# Place of issue - British passport?



## Hertsfem

Please can someone tell me where I find the place of issue in a British passport?
I have a feeling it was Peterborough but don't want to just guess.

Many thanks


----------



## Joppa

It doesn't matter (just enter UK), but if you want to know, just remember where you sent your passport application to. If it was Peterborough, enter that.


----------



## Hertsfem

Thanks Joppa - it does ask for town and country on the form which is why I asked


----------



## Joppa

You can leave those details blank in case of UK passports, but non-UK passports often list the exact place of issue.


----------



## Hertsfem

Thanks Joppa


----------



## conehead980

My US passport doesn't have a city or state for place of issue, and under "issuing authority" the passport says "United States Department of State"

I tried to enter United States Department of State, and it ran out of character space at "Depart"
I tried US Department of State and it ran out at "Sta".

▶ _Data_
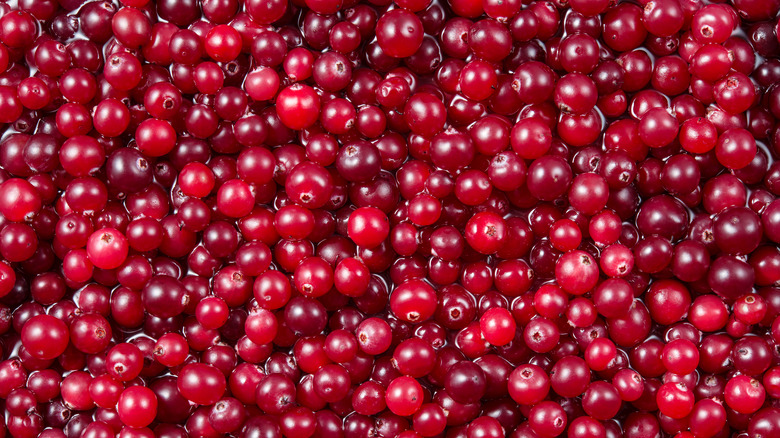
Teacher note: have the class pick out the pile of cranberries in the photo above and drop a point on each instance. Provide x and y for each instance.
(390, 218)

▶ _Description of the task_
How might the forum thread on finding the place of issue in a passport go on? Write what follows its last post.

▶ _Answer for the task_
I'd think in this case, I would put United States as place of issue and Department of State (which just fits) as issuing authority, as there is literally no other option, but since the questions says specifically "how it is listed on your passport," it would not be the exact same information. 

They'd have my passport anyway, but I'd really rather not leave anything to chance and lose the application fee for something as trivial as that. 

Has anyone else run into the "running out of space" part in the issuing authority question? Perhaps this is a glitch in the new visa4uk roll out?


----------



## Hertsfem

I agree with you, however my sons says absolutely zip...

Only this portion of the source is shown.